→ **What the exercise asks**:
Format the rows below as a numbered list, dropping every blank line.

→ **Input**:
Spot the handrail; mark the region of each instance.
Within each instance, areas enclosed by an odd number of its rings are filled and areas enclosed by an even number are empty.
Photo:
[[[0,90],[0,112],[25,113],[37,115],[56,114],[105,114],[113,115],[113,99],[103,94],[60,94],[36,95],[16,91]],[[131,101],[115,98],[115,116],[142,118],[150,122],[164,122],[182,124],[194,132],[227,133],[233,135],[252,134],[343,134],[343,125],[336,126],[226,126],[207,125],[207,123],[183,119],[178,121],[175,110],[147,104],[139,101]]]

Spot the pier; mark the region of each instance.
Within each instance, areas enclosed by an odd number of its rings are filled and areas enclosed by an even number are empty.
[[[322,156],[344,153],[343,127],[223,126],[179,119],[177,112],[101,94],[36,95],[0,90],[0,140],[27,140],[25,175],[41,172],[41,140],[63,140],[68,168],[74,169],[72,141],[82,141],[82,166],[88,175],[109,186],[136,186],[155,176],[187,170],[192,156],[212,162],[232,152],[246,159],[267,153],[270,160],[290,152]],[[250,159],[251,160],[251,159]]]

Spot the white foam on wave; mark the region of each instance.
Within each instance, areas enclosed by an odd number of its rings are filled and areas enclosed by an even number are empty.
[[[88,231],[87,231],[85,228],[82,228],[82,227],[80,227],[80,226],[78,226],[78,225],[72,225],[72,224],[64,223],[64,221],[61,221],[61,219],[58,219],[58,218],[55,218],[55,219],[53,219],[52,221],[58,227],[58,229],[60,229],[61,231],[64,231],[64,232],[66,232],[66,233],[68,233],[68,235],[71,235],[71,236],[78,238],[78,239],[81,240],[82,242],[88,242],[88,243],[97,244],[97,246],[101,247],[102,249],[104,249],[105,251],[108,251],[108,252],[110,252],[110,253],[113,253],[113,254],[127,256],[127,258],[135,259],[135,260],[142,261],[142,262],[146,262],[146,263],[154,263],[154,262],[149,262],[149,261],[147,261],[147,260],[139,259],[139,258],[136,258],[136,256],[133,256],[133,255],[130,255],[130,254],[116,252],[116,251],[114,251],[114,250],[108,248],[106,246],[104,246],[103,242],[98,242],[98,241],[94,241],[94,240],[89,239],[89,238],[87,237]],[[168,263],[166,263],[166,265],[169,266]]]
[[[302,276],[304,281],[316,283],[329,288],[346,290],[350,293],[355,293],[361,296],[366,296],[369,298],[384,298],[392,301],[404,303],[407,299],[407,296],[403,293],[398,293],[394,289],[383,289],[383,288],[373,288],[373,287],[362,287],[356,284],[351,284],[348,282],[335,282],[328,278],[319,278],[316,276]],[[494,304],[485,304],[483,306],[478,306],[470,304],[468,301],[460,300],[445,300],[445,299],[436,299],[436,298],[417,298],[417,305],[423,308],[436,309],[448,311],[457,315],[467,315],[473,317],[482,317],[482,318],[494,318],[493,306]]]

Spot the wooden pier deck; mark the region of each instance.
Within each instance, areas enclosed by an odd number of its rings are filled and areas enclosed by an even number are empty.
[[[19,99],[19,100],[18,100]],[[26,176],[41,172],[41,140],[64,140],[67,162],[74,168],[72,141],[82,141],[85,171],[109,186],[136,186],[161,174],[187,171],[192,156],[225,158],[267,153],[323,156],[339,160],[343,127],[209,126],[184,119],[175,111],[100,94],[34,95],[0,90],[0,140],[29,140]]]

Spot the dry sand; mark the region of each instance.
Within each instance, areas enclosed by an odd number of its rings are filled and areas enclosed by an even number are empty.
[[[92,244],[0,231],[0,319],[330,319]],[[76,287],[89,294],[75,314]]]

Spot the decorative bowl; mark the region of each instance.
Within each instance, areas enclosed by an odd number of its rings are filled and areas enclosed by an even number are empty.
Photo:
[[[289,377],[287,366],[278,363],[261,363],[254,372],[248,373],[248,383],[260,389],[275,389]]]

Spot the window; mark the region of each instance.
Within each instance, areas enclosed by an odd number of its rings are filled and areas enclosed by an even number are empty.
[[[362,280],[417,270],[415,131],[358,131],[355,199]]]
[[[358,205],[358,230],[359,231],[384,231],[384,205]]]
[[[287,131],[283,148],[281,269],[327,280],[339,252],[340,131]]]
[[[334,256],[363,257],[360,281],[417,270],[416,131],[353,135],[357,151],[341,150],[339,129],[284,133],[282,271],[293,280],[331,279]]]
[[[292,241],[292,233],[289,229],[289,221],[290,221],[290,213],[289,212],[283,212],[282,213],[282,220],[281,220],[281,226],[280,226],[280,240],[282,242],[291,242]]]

→ **Result for this exercise**:
1. Spot the handrail; mark the region of each instance.
2. Within each instance, areas enclosed by an odd number of its rings are filled and areas enclosed by an even number are empty.
3. Photo:
4. [[[0,90],[0,112],[25,113],[37,115],[56,114],[105,114],[113,115],[113,99],[103,94],[60,94],[36,95],[16,91]],[[131,101],[115,98],[115,116],[142,118],[150,122],[164,122],[182,124],[194,132],[227,133],[233,135],[252,134],[343,134],[343,125],[336,126],[226,126],[207,125],[207,123],[183,119],[178,121],[175,110],[147,104],[139,101]]]
5. Spot the pier; mark the region of each instance.
6. Within each instance, areas enclosed by an odd number of its rings are filled and areas enclosed by an even number are empty.
7. [[[322,156],[344,153],[343,127],[223,126],[179,119],[177,112],[101,94],[36,95],[0,90],[0,140],[27,140],[25,175],[41,172],[41,140],[63,140],[68,168],[74,169],[72,141],[82,141],[82,166],[88,175],[109,186],[136,186],[155,176],[187,170],[192,156],[212,162],[232,152],[246,159],[267,153],[270,160],[290,152]],[[250,159],[251,160],[251,159]]]
8. Spot the white foam on wave; mark the region of each instance.
9. Within each instance, areas enclosed by an odd number of its rings are filled and areas enclosed by an even number are empty.
10. [[[88,231],[87,231],[85,228],[82,228],[82,227],[80,227],[80,226],[78,226],[78,225],[72,225],[72,224],[64,223],[64,221],[61,221],[61,219],[58,219],[58,218],[55,218],[55,219],[53,219],[52,221],[58,227],[58,229],[60,229],[61,231],[64,231],[64,232],[66,232],[66,233],[68,233],[68,235],[71,235],[71,236],[78,238],[78,239],[81,240],[82,242],[88,242],[88,243],[97,244],[97,246],[101,247],[102,249],[104,249],[105,251],[108,251],[108,252],[110,252],[110,253],[113,253],[113,254],[127,256],[127,258],[135,259],[135,260],[142,261],[142,262],[146,262],[146,263],[154,263],[154,262],[149,262],[149,261],[147,261],[147,260],[139,259],[139,258],[136,258],[136,256],[133,256],[133,255],[130,255],[130,254],[116,252],[116,251],[114,251],[114,250],[108,248],[106,246],[104,246],[103,242],[98,242],[98,241],[94,241],[94,240],[89,239],[89,238],[87,237]],[[168,263],[166,263],[166,265],[169,266]]]
11. [[[302,276],[304,281],[316,283],[329,288],[346,290],[350,293],[355,293],[361,296],[366,296],[369,298],[384,298],[392,301],[404,303],[407,299],[407,296],[403,293],[398,293],[394,289],[383,289],[383,288],[373,288],[373,287],[362,287],[356,284],[351,284],[348,282],[335,282],[328,278],[319,278],[316,276]],[[494,304],[485,304],[483,306],[478,306],[470,304],[468,301],[460,300],[445,300],[445,299],[436,299],[436,298],[417,298],[417,305],[423,308],[436,309],[448,311],[457,315],[467,315],[473,317],[482,317],[482,318],[494,318],[493,306]]]
12. Spot the wooden pier deck; mark the region of each instance.
13. Within each instance, areas enclosed by an odd number of its rings are filled and areas enclosed by an even number are empty.
14. [[[19,99],[19,100],[18,100]],[[26,176],[41,172],[41,140],[64,140],[67,162],[74,168],[72,141],[82,141],[85,171],[109,186],[136,186],[161,174],[187,171],[192,156],[225,158],[267,153],[323,156],[339,160],[343,127],[209,126],[184,119],[175,111],[100,94],[34,95],[0,90],[0,140],[29,140]]]
15. Spot the dry sand; mark the region of each instance.
16. Within each instance, areas enclosed by an odd number of its rings are filled and areas enclosed by an even number are empty.
17. [[[92,244],[0,231],[0,319],[330,319]],[[76,287],[89,294],[75,314]]]
18. Spot the decorative bowl; mark the region of each instance.
19. Within each instance, areas enclosed by an odd number of its rings are filled and areas enclosed by an even number are empty.
20. Photo:
21. [[[289,377],[287,366],[278,363],[261,363],[254,372],[248,373],[248,383],[260,389],[275,389]]]
22. Spot the window; mark the region of each instance.
23. Within each instance, areas enclosed by an odd number of its rings are filled and areas enclosed by an even number are empty.
24. [[[362,280],[417,270],[415,131],[358,131],[355,199]]]
25. [[[358,205],[358,230],[359,231],[384,231],[384,205]]]
26. [[[287,131],[283,148],[281,269],[327,280],[339,252],[340,131]]]
27. [[[334,256],[363,257],[360,281],[417,270],[416,131],[353,135],[357,151],[341,150],[339,129],[284,133],[282,271],[293,280],[331,279]]]
28. [[[292,241],[292,233],[289,229],[289,221],[290,221],[290,213],[289,212],[283,212],[282,213],[282,220],[281,220],[281,226],[280,226],[280,240],[282,242],[291,242]]]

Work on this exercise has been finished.